What you have to do: For each record below, write an exact copy.
⟨
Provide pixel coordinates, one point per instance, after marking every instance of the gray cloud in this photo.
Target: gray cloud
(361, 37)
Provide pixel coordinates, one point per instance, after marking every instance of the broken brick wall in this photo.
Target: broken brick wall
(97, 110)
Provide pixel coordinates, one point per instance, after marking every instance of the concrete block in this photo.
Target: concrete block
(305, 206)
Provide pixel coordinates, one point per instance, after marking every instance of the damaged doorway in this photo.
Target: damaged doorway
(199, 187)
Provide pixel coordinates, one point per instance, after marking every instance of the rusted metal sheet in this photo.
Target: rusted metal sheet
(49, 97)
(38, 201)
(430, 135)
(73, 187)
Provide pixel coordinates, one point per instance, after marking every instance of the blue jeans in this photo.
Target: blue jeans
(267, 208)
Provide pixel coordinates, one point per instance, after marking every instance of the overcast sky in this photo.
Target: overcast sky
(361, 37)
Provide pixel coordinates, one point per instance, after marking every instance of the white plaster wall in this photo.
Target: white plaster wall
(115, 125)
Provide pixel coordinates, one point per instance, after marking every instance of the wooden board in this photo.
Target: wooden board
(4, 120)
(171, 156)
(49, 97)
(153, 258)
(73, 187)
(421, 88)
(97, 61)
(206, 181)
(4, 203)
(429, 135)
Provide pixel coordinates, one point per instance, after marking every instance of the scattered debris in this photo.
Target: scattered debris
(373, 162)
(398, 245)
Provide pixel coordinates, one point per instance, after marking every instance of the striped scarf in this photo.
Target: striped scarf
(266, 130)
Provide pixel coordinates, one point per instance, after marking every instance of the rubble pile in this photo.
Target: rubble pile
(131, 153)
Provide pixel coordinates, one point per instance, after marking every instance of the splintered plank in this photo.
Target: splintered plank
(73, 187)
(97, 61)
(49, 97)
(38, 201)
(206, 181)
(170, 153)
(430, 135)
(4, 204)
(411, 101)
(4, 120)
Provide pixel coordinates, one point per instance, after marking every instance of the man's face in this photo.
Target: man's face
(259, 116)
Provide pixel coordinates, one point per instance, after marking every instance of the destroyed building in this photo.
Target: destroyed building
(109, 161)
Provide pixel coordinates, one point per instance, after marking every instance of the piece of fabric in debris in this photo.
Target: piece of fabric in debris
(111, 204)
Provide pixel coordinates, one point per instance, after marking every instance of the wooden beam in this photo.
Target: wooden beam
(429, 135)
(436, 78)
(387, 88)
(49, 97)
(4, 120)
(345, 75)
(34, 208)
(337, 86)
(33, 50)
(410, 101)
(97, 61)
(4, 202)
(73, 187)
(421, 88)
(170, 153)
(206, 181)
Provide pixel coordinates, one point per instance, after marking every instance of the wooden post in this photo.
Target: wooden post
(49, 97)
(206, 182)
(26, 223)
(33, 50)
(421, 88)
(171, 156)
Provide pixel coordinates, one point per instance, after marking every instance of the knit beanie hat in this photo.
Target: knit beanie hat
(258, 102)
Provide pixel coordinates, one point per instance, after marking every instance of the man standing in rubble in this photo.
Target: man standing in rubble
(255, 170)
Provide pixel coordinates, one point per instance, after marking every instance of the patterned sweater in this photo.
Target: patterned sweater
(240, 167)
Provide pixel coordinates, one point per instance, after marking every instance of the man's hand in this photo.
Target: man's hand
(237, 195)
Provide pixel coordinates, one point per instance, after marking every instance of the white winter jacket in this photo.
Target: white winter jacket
⟩
Response:
Provide pixel coordinates, one point per instance, after marking every instance of the gray cloud in this photo.
Target: gray cloud
(361, 37)
Provide pixel coordinates, one point per instance, after marking every instance of the broken brick wall in this photo.
Target: broken brick wall
(97, 110)
Provide pixel coordinates, one point per instance, after marking every instance of the concrete block in this photo.
Target: concrete block
(305, 206)
Provide pixel coordinates, one point per instance, after marking every instance of the damaged doorway in this photo.
Target: damaged doorway
(199, 187)
Provide pixel coordinates, one point per instance, after marking every instance of the rusted metal sheet in this photo.
Target: rusted metal sheet
(49, 97)
(38, 201)
(430, 135)
(73, 187)
Provide pixel coordinates, one point per instance, after marking every instance of the blue jeans in this photo.
Target: blue jeans
(267, 208)
Provide pixel coordinates, one point per instance, after marking every instance of the overcast sky in this photo.
Target: overcast sky
(361, 37)
Provide pixel coordinates, one point per instance, after marking every instance of the white plaster wall in this photo.
Target: white plaster wall
(115, 125)
Provide pixel coordinates, one point per instance, after marking every instance of the wooden board in this photo.
Target: wooden board
(4, 120)
(171, 156)
(49, 97)
(153, 258)
(73, 187)
(421, 88)
(97, 61)
(206, 181)
(4, 203)
(429, 135)
Provide pixel coordinates, one point per instance, after marking every instance of the scattered debris in this photo.
Target: scattered debris
(373, 162)
(398, 245)
Provide pixel coordinates, one point per instance, after marking every instance of the striped scarf in this photo.
Target: striped scarf
(266, 130)
Provide pixel coordinates, one point per instance, after marking every instance of the rubble pile in this photo.
Target: rubble pile
(131, 153)
Provide pixel coordinates, one point per instance, after marking every instance of the splintered plank in this photo.
Target: splintered plank
(73, 187)
(97, 61)
(49, 97)
(38, 201)
(206, 181)
(170, 153)
(430, 135)
(4, 204)
(411, 101)
(4, 120)
Provide pixel coordinates, one point per instance, after marking every instance of the man's face in this photo.
Target: man's face
(259, 116)
Provide pixel coordinates, one point per instance, after marking every instance of the destroyed building in this photo.
Target: destroyed building
(109, 161)
Provide pixel coordinates, one point per instance, after marking every instance of the piece of fabric in debris in this photo.
Target: piece of fabric in debris
(111, 204)
Provide pixel coordinates, one point per instance, after marking every instance of the wooden beam in this photo.
Target: wooden beam
(429, 135)
(436, 78)
(387, 88)
(49, 97)
(4, 120)
(345, 75)
(34, 208)
(337, 86)
(33, 50)
(410, 101)
(97, 61)
(4, 202)
(73, 187)
(421, 88)
(170, 153)
(206, 181)
Provide pixel coordinates, one point per instance, after marking every instance of the wooden post in this photo.
Target: wooden post
(49, 97)
(206, 182)
(26, 223)
(33, 50)
(421, 88)
(171, 156)
Provide pixel coordinates, one point per instance, after marking every instance of the knit beanie hat in this photo.
Target: knit beanie hat
(258, 102)
Provide pixel coordinates, one point per instance, after marking every instance of the man standing in rubble in this photo.
Target: man standing in rubble
(255, 170)
Provide pixel coordinates, one point per instance, after marking every instance of the patterned sweater in this photo.
Target: patterned sweater
(240, 167)
Provide pixel coordinates, one point per instance, after marking every instance of the man's hand in this photo.
Target: man's hand
(237, 195)
Provide pixel coordinates, one point per instance, after marking every instance of the white winter jacket in this photo.
Target: white winter jacket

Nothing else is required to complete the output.